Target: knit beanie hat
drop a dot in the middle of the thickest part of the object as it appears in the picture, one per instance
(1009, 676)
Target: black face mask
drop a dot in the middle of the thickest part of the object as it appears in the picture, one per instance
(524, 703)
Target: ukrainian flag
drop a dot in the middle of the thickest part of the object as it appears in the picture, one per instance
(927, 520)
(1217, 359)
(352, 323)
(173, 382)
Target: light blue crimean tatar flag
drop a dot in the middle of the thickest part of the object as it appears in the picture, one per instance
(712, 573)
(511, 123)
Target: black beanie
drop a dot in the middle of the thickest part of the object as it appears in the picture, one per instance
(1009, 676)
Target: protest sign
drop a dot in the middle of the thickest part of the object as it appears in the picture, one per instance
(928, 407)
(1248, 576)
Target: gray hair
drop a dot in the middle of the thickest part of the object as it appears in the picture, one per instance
────
EXERCISE OBJECTIVE »
Repeat the material above in full, keeping every word.

ANSWER TO THIS TASK »
Target: knit beanie hat
drop a dot in the middle of the thickest part of the object as it appears in the picture, one per instance
(1009, 676)
Target: black face mask
drop a dot in the middle of the thickest part of the object as it appears in the picture, one per instance
(524, 703)
Target: ukrainian flag
drop a dot in the middle of the thickest part of the object as it appears in the picture, one per instance
(927, 520)
(1217, 359)
(352, 323)
(173, 382)
Target: light blue crimean tatar flag
drop a dot in the middle of the thickest part of the object as it appears in the picture, one per instance
(712, 573)
(511, 123)
Target: black beanie
drop a dot in the middle of the thickest part of the object as it appears in the picture, one per instance
(1009, 676)
Target: protest sign
drop a dot in the middle of the thickest part of the object as it appears in the picture, one per instance
(928, 407)
(1248, 576)
Target: gray hair
drop a dot in the middle of the thickest part of the object as it appears in the picture, one per instance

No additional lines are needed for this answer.